▶ _Document passage_:
Limited Cash Flow Challenge #1: Growing Too Fast in Relation to Available Cash Flow

That next big contract for your company is very attractive for growth, but closing deals does not stand alone. Rapid growth requires substantial investments; training employees, material costs, and overhead. Such investments put a significant strain on your cash flow.

What should you be aware of to avoid growing too fast?

Focus on positive cash flow. Profit is not a measure of good cash flow. Despite profit, a company can grow so fast that the profit is not enough to finance the growth.

This means you have to borrow the remaining amount somewhere. From the bank under unfavorable conditions or through factoring, resulting in unattractive consequences for your customer relationship. It can, of course, also be done in an innovative and friendly way.

Limited Cash Flow Challenge #2: Not Staying on Top of Outstanding Invoices

In the midst of growth, the customer relationship is often more important than quickly securing the money. A reminder of an outstanding invoice is often postponed.

▶ _Material shown_:

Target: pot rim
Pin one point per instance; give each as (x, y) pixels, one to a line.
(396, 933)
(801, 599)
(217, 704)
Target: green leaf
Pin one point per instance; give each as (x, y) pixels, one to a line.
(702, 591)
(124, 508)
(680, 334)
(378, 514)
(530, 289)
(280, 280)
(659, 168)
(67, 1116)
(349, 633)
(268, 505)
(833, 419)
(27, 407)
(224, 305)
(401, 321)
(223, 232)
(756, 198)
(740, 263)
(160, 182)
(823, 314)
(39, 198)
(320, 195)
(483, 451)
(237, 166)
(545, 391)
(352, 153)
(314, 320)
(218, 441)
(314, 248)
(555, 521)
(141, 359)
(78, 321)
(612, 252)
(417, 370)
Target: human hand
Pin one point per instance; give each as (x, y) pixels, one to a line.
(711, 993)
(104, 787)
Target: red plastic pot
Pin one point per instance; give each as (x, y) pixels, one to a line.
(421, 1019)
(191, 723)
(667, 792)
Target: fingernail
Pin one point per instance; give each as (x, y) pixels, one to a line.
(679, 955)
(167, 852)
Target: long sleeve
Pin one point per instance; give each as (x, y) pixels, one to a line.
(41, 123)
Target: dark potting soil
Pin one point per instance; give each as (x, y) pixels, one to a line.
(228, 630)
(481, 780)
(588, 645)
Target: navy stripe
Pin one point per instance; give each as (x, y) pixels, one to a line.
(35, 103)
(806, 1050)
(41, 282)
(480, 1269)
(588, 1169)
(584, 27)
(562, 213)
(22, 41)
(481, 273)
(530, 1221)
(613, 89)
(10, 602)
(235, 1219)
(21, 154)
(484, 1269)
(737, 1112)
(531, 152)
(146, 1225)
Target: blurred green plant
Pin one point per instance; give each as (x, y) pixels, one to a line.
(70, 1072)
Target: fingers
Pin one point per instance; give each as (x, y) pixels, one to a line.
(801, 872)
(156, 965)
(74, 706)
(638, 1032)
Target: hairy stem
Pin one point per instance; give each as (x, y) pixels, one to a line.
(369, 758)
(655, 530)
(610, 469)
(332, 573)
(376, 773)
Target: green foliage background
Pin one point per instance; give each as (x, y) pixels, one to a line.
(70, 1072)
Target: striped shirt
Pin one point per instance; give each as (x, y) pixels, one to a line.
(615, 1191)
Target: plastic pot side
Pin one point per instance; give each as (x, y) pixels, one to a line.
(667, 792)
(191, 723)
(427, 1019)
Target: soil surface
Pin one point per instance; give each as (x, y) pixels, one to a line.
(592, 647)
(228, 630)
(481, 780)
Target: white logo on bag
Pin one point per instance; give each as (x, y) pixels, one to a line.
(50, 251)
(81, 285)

▶ _Activity list_:
- A) Give back the passage on limited cash flow challenges word for word, from "This means you" up to and including "is often postponed.".
- B) Pick up the piece on cash flow challenges from where it stops and keep writing it.

▶ _Answers in order_:
- A)
This means you have to borrow the remaining amount somewhere. From the bank under unfavorable conditions or through factoring, resulting in unattractive consequences for your customer relationship. It can, of course, also be done in an innovative and friendly way.

Limited Cash Flow Challenge #2: Not Staying on Top of Outstanding Invoices

In the midst of growth, the customer relationship is often more important than quickly securing the money. A reminder of an outstanding invoice is often postponed.

- B)
Although debtor management is crucial for an organization, many people find it difficult to ask for a payment. Especially when good reasons such as financial tightness (due to, for example, the coronavirus crisis), the chaotic hustle and bustle of the day, or recent investments are presented. This does not make it easier to ask for a payment in a friendly yet firm manner.

Every day your company has to wait for a payment incurs high costs. If you don’t get the money at all, or if you leave it out, you might as well not have focused on sales. The actual collected revenue can look very different at the end of the year when writing off invoices than the expectations based on sent invoices.

Do you invoice for all sales of services and products? Do you also send all invoices on time? How much time and money do you spend on collecting invoices? A strategic approach to debtor management not only yields payments but can also certainly contribute to your customer relationship and customer service.

And ultimately, this will ensure that your company can continue to grow!

Ready to tackle the second cash flow challenge? Want to stay on top of outstanding invoices but don’t have oceans of time available?

With Payt’s smart software, you automate your debtor management. You maintain the friendly dialogue with your customers and have full control over the process. With the help of cash allocation, you can improve your company’s cash flow and keep your business healthy. Want to know more? Download our brochure now.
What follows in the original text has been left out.